[Listed entries]

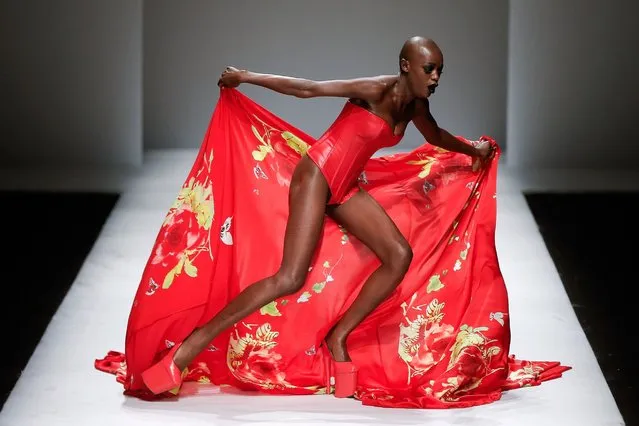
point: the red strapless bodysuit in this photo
(343, 150)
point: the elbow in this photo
(308, 89)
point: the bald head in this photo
(418, 47)
(421, 63)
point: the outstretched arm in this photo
(361, 88)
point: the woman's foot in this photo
(344, 371)
(337, 347)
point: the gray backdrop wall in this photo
(96, 83)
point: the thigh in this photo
(307, 208)
(367, 221)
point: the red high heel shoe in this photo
(345, 374)
(164, 376)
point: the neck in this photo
(402, 93)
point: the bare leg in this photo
(363, 217)
(307, 206)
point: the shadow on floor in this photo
(591, 238)
(47, 236)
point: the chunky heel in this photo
(345, 379)
(164, 376)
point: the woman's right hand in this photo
(231, 77)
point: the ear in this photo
(404, 65)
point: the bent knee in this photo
(288, 282)
(400, 257)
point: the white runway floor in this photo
(60, 387)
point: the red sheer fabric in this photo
(441, 340)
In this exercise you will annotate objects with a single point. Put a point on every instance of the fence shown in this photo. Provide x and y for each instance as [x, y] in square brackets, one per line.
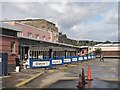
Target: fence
[50, 62]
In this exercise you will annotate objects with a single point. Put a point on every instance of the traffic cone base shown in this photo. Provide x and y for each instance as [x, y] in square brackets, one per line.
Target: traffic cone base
[89, 78]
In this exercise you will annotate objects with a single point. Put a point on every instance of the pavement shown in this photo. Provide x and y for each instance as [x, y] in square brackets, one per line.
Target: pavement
[21, 79]
[17, 79]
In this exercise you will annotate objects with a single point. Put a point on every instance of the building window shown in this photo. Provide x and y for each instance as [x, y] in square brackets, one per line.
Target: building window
[43, 37]
[37, 36]
[29, 34]
[12, 47]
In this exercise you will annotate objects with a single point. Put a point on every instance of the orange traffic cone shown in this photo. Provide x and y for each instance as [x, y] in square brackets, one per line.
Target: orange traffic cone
[80, 84]
[89, 77]
[89, 84]
[83, 77]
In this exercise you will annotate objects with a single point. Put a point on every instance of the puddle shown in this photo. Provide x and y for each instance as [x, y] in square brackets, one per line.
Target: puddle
[94, 84]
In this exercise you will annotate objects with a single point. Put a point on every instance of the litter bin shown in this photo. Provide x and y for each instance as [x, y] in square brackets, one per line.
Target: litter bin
[3, 64]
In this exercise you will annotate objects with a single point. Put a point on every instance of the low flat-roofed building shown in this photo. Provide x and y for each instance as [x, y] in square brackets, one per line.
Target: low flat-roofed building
[109, 49]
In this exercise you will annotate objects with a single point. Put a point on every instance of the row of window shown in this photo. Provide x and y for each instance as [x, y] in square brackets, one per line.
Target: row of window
[36, 36]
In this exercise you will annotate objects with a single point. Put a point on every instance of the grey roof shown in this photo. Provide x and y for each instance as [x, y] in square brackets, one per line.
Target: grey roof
[11, 27]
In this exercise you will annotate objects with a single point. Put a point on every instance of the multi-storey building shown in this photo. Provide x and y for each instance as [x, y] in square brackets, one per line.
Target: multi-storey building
[37, 28]
[9, 43]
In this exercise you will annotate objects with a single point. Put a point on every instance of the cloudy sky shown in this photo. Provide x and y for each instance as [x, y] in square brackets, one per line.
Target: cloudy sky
[80, 20]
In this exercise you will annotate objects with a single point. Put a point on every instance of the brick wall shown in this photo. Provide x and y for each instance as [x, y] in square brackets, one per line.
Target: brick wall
[5, 44]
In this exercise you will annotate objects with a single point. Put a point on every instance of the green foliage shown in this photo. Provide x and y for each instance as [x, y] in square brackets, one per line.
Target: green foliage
[98, 51]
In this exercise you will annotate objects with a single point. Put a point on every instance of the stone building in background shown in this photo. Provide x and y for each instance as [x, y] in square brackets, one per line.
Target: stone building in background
[43, 29]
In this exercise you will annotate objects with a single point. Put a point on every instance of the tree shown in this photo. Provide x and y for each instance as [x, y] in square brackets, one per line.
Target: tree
[98, 51]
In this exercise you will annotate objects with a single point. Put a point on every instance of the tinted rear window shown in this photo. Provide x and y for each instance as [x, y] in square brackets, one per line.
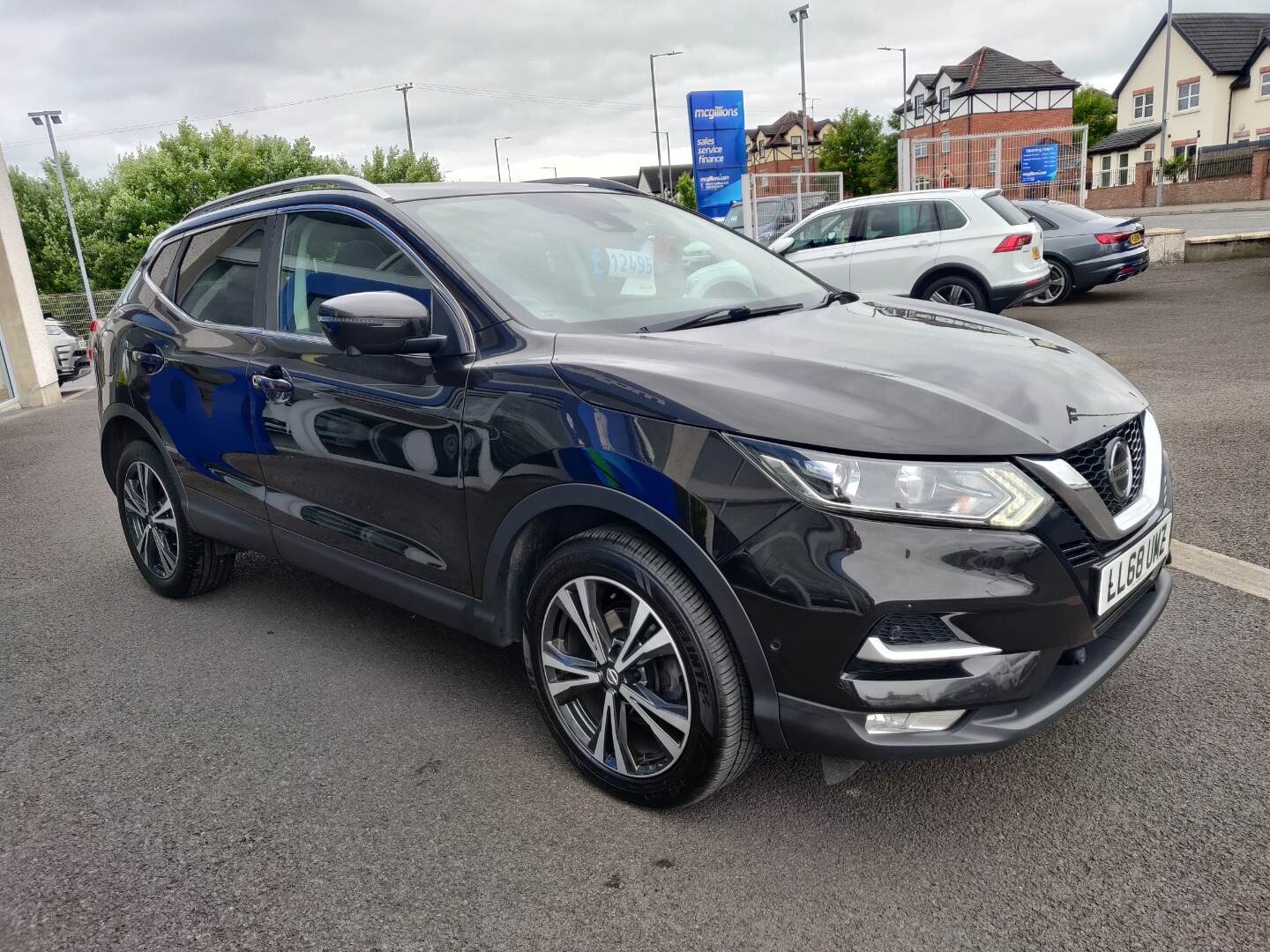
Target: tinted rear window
[1006, 208]
[1072, 211]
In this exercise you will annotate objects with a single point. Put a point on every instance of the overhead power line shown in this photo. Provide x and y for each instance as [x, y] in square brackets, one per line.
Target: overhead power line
[435, 86]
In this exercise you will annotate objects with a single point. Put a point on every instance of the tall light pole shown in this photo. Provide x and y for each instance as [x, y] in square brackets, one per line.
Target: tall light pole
[404, 89]
[1163, 109]
[49, 118]
[498, 163]
[903, 78]
[657, 122]
[798, 16]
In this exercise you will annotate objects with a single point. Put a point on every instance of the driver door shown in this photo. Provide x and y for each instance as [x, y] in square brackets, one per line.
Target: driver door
[822, 245]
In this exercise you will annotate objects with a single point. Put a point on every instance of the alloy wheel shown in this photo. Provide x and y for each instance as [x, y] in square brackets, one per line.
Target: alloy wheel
[616, 677]
[1053, 287]
[152, 521]
[952, 294]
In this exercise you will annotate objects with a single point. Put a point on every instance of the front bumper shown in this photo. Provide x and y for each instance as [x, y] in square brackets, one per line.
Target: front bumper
[837, 733]
[1013, 294]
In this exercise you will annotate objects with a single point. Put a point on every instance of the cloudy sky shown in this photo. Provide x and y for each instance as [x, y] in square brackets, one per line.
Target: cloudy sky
[566, 79]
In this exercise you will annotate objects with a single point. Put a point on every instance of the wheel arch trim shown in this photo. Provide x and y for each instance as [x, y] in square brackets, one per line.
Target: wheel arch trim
[681, 545]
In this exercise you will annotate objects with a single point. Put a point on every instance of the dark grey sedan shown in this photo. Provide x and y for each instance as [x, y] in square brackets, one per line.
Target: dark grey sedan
[1085, 249]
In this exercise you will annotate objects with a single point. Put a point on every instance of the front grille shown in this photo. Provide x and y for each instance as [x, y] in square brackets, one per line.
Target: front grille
[1088, 460]
[912, 629]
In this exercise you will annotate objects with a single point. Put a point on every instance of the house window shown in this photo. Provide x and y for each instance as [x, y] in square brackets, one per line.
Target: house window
[1188, 97]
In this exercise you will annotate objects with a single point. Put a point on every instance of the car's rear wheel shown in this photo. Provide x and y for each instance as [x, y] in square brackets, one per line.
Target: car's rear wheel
[955, 291]
[173, 559]
[1058, 287]
[634, 673]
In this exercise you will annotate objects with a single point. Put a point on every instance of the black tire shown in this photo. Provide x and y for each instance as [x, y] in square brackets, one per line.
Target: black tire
[1058, 287]
[721, 740]
[955, 291]
[198, 564]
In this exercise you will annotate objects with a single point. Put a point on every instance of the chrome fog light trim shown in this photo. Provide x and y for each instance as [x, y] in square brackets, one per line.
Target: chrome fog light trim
[911, 721]
[880, 652]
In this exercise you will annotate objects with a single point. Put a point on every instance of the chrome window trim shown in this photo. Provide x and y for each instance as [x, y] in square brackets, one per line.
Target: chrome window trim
[462, 323]
[1082, 499]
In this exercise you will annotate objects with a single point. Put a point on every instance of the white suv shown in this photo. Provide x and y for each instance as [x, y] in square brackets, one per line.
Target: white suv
[958, 247]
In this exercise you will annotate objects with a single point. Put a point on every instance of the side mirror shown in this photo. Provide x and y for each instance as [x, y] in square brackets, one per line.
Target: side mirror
[378, 323]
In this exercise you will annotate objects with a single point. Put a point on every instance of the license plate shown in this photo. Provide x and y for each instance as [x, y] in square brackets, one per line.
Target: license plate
[1122, 576]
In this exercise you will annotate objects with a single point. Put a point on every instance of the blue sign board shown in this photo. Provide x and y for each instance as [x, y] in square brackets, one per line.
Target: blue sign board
[1038, 164]
[718, 123]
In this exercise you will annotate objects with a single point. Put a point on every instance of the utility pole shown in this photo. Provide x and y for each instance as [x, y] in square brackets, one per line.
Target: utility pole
[798, 16]
[498, 164]
[657, 123]
[404, 89]
[1163, 109]
[903, 81]
[49, 118]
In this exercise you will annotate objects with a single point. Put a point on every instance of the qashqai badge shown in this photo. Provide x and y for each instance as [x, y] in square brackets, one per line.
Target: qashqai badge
[1119, 467]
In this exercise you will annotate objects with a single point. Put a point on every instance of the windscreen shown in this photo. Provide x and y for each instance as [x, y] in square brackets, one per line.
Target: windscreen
[606, 262]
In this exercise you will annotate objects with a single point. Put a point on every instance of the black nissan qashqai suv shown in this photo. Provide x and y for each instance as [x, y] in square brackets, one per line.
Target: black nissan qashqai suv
[716, 502]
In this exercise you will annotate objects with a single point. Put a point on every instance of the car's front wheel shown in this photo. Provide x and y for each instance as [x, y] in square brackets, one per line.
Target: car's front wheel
[1058, 287]
[634, 673]
[173, 559]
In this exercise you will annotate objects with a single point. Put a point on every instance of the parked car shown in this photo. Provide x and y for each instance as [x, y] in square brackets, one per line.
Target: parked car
[970, 248]
[1085, 249]
[775, 213]
[70, 353]
[710, 516]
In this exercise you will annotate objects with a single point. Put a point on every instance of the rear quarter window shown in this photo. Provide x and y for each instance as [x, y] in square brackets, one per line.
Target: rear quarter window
[1007, 210]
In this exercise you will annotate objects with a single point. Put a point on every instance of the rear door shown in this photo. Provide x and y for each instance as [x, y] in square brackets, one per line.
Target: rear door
[185, 360]
[894, 242]
[823, 247]
[360, 453]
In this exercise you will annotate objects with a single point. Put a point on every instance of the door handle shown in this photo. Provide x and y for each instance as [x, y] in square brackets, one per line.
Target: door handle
[147, 361]
[277, 390]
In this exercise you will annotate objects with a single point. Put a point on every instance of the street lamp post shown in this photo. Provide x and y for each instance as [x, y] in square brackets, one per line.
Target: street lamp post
[498, 163]
[404, 89]
[798, 16]
[903, 78]
[49, 118]
[657, 123]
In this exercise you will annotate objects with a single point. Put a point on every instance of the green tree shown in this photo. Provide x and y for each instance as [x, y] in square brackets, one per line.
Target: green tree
[1094, 108]
[686, 192]
[862, 152]
[399, 165]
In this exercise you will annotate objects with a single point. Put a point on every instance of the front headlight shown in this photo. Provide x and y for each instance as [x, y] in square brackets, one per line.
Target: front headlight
[975, 494]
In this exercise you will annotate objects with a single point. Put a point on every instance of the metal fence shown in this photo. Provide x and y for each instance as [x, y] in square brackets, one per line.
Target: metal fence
[775, 201]
[996, 160]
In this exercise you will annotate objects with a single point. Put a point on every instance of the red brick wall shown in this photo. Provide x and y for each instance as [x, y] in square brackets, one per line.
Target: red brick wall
[1142, 193]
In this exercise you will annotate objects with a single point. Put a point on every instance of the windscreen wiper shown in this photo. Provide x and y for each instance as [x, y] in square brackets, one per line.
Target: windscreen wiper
[725, 315]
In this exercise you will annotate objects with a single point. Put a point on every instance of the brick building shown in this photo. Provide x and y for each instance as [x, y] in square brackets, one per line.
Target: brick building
[989, 92]
[779, 147]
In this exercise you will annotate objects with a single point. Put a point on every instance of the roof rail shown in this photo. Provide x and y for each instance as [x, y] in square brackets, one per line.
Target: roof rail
[349, 182]
[594, 183]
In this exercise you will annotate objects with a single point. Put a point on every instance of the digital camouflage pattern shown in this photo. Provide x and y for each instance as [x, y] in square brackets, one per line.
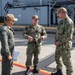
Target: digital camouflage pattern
[64, 36]
[34, 47]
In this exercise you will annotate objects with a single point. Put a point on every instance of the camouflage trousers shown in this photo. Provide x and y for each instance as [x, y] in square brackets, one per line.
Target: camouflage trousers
[65, 54]
[32, 50]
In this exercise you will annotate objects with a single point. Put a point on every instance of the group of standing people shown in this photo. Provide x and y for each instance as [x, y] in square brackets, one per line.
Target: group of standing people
[35, 33]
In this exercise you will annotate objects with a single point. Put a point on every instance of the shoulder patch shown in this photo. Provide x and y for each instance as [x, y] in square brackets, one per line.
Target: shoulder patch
[4, 32]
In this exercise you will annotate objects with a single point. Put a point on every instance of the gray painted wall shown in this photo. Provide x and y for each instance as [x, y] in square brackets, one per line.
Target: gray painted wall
[24, 16]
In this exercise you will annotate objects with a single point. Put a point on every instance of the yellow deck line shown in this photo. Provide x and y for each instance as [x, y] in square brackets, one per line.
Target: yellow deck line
[24, 66]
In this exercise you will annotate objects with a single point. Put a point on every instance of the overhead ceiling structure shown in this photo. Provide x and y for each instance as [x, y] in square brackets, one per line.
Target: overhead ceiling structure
[65, 2]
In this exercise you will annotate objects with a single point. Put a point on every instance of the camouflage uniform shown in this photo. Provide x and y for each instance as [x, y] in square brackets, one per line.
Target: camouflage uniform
[34, 47]
[7, 44]
[64, 36]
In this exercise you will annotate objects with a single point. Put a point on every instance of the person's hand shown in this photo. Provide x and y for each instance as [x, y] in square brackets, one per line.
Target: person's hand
[57, 43]
[30, 38]
[42, 38]
[9, 57]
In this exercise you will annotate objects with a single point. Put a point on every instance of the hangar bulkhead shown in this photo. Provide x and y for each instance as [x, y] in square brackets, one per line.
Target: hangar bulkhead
[45, 9]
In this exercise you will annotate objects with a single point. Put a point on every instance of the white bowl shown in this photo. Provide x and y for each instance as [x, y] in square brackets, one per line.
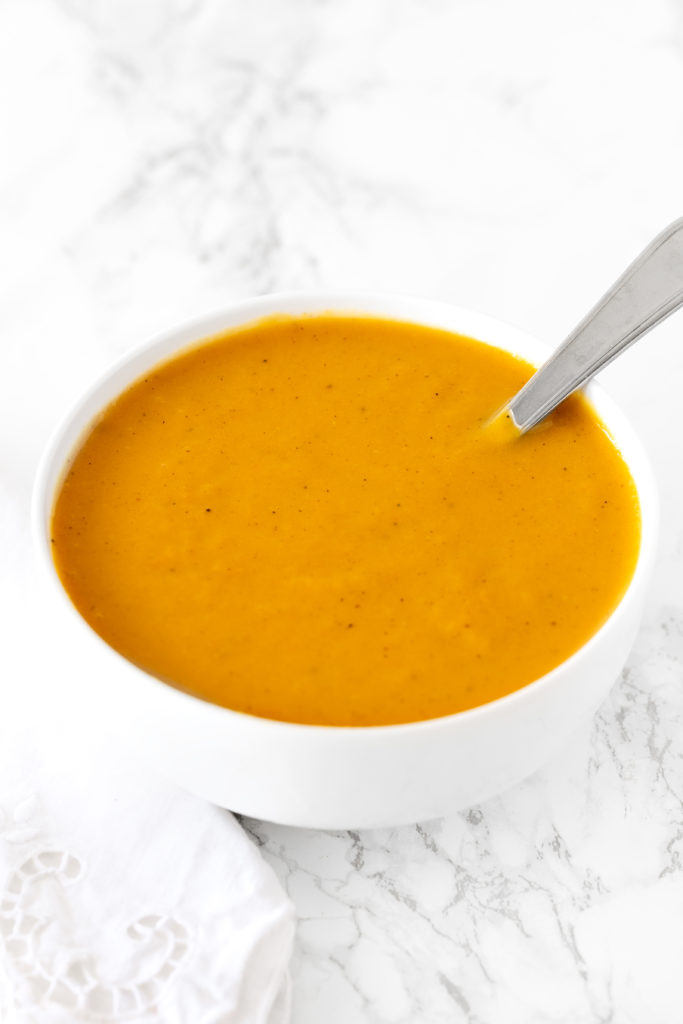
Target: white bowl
[334, 777]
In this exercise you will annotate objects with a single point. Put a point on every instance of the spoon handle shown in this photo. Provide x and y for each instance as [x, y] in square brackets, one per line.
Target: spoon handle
[647, 292]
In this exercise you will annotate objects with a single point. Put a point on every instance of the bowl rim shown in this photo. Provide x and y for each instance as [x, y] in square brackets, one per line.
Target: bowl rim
[54, 462]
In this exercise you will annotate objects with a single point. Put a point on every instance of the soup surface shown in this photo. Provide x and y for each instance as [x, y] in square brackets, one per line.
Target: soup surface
[312, 519]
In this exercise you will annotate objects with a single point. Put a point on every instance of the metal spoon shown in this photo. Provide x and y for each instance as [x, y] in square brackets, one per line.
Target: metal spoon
[647, 292]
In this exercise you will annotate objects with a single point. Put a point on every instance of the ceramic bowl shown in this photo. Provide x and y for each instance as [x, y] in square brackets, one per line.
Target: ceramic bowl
[324, 776]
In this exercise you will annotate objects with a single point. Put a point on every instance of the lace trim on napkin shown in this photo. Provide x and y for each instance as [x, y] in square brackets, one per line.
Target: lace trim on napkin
[30, 907]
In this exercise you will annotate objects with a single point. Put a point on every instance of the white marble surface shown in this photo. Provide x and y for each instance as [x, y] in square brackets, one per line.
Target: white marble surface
[159, 158]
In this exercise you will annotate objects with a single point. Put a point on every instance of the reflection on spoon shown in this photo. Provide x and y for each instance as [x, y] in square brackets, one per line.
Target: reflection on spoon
[646, 293]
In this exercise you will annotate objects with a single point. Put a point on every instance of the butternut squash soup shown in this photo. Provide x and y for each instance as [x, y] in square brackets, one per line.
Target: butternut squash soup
[313, 519]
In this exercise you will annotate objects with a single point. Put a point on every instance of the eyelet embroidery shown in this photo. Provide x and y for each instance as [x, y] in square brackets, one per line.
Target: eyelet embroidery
[76, 986]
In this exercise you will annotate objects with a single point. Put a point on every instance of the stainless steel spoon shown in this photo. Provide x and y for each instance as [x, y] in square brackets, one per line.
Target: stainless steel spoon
[647, 292]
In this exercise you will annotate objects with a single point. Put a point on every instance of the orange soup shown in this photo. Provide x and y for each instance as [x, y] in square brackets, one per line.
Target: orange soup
[312, 519]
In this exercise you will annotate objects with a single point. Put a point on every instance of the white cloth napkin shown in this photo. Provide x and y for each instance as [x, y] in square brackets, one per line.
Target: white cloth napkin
[122, 898]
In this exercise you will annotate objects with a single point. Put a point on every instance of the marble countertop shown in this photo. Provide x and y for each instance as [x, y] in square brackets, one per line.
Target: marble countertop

[/Listed entries]

* [Description of the task] Copy out every line of the material above that contains the string "countertop".

* [Exercise result]
In this exercise you will annotate objects with a single point. Put a point on every instance of the marble countertop shown in this photo. Provide x and y for each instance as [x, y] in square brackets, one per line.
Target: marble countertop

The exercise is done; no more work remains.